- **PROBLEM TO WORK ON**: If a line in the data has the string "handle", please show it.

● ● ● ● ● ● ●

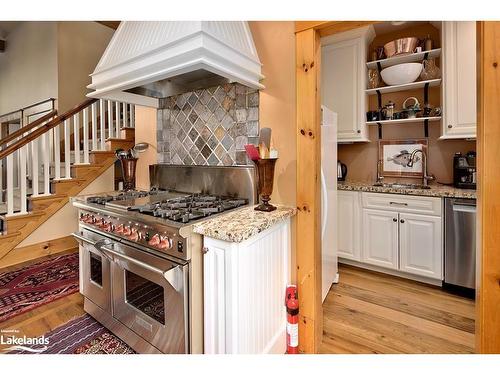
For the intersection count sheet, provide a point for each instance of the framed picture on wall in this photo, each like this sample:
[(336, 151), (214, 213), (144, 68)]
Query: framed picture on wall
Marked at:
[(396, 154)]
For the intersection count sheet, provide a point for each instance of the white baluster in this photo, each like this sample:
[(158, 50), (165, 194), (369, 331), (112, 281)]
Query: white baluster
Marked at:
[(86, 135), (76, 136), (94, 126), (10, 184), (125, 115), (67, 151), (46, 161), (34, 166), (102, 119), (57, 152), (117, 119), (110, 119), (22, 178), (132, 115)]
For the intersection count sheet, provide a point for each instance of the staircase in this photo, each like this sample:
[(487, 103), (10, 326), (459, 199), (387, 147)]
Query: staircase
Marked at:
[(53, 158)]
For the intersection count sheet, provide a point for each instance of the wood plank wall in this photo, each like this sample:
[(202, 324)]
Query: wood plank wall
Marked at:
[(488, 136)]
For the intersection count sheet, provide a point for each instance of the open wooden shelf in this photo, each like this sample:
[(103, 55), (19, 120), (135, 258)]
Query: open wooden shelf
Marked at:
[(413, 57), (404, 121), (407, 86)]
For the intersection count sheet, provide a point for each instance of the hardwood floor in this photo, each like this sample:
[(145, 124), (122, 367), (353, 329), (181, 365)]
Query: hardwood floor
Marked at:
[(45, 318), (370, 312)]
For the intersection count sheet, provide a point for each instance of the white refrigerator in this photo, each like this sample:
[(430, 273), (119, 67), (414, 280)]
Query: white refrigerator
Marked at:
[(328, 199)]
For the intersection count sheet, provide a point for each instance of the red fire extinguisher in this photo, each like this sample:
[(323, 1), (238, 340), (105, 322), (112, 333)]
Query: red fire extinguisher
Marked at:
[(292, 320)]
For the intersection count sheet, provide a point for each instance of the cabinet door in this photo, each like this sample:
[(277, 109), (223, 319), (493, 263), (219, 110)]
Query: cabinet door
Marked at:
[(342, 88), (348, 219), (380, 238), (421, 245), (459, 79)]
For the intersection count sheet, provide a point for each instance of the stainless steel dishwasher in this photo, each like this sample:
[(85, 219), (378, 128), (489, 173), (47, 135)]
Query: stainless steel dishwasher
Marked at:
[(460, 243)]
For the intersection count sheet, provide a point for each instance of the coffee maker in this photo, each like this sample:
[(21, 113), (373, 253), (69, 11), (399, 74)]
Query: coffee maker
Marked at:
[(464, 170)]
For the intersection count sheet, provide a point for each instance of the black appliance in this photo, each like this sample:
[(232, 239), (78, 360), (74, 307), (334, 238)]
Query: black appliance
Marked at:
[(341, 171), (464, 170)]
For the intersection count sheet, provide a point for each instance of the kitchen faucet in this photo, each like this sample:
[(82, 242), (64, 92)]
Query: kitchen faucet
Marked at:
[(425, 177)]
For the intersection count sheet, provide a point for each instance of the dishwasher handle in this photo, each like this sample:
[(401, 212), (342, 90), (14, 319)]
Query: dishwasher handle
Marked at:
[(464, 208)]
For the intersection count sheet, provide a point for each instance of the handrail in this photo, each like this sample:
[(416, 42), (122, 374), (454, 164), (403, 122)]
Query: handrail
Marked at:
[(30, 106), (43, 129), (28, 127)]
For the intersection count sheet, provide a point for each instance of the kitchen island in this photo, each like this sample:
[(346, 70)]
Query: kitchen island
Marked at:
[(246, 266)]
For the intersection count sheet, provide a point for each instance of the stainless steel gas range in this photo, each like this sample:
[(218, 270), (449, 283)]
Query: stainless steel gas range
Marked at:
[(140, 262)]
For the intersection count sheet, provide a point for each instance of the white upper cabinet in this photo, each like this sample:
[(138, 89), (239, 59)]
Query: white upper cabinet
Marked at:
[(343, 81), (459, 79)]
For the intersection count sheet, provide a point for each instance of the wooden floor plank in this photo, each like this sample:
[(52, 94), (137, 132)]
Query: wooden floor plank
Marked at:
[(369, 312)]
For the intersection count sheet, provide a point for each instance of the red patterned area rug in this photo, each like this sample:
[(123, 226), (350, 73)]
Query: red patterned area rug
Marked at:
[(82, 335), (37, 284)]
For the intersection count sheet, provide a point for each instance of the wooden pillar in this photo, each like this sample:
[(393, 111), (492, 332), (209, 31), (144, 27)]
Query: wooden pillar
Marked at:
[(308, 58), (488, 137)]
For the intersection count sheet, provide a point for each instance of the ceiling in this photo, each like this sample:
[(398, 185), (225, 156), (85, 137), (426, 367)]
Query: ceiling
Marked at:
[(6, 27)]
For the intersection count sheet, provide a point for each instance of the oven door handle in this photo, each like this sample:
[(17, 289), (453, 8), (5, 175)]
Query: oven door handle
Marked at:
[(80, 238), (100, 246), (173, 275)]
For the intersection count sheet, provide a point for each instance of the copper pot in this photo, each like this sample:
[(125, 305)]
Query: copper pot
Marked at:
[(265, 172), (128, 172), (403, 46)]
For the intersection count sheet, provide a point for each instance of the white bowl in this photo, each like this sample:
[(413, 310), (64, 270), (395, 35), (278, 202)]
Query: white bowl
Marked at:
[(401, 74)]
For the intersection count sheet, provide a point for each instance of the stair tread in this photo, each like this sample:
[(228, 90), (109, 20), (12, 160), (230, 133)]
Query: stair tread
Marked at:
[(30, 214), (9, 235)]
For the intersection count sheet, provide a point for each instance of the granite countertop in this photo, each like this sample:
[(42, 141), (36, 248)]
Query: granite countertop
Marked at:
[(239, 225), (436, 190)]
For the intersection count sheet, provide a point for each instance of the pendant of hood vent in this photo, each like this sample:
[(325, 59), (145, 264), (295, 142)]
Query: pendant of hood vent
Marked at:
[(147, 60)]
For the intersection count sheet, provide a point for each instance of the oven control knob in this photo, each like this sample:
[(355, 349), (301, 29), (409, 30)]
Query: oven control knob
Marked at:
[(154, 241), (165, 242), (134, 236)]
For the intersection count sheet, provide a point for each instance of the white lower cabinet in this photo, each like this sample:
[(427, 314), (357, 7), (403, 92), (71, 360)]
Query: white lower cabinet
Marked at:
[(380, 238), (349, 220), (244, 292), (397, 232), (420, 245)]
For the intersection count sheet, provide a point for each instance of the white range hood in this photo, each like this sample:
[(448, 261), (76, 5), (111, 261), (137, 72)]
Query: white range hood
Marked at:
[(145, 61)]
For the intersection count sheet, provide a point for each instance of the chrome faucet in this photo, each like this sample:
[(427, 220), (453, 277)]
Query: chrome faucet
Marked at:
[(425, 178)]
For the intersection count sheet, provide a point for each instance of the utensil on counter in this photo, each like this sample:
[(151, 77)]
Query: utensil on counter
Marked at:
[(341, 171), (401, 74), (402, 46), (252, 152), (265, 172)]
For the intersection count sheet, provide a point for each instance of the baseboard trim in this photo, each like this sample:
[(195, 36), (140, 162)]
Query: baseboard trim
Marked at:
[(33, 252), (404, 275)]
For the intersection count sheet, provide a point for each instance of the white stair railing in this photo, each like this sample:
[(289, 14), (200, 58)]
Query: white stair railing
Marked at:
[(40, 159)]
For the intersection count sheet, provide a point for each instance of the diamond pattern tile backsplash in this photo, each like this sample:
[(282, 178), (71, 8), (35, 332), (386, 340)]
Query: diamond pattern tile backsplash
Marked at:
[(208, 126)]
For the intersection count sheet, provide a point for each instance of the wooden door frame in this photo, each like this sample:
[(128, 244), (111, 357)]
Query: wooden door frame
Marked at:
[(308, 72)]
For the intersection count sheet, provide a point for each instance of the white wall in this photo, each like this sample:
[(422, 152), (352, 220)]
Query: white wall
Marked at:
[(28, 68)]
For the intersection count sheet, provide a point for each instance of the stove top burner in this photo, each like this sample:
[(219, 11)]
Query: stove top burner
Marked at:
[(180, 207), (191, 207)]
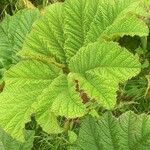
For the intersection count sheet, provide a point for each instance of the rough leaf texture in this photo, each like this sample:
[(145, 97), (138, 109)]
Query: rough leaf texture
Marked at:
[(60, 61), (100, 75), (128, 132), (13, 31), (8, 143)]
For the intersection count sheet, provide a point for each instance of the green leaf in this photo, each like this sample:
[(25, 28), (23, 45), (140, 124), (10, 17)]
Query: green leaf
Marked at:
[(78, 17), (13, 30), (9, 143), (60, 64), (128, 132), (100, 72), (26, 81), (116, 18), (46, 39), (86, 21)]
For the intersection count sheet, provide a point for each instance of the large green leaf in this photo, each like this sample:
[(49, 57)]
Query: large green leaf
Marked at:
[(26, 81), (128, 132), (108, 17), (13, 31), (100, 71), (8, 143), (46, 39), (43, 83)]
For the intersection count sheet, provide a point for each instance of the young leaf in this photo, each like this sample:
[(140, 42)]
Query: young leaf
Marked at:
[(128, 132), (9, 143), (46, 39), (100, 71), (44, 84), (13, 30), (25, 81)]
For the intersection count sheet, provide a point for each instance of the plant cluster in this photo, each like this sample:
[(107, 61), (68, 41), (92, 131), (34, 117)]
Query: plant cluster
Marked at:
[(77, 76)]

● ● ● ● ● ● ●

- **PROBLEM SOLUTION**:
For the intersection count sheet, provide a point for each instance of the dishwasher handle in this photo, each like this sample:
Query: dishwasher handle
For the intersection count sheet, provide a point for each instance of the oven door handle in this photo, each like this sample:
Query: oven door handle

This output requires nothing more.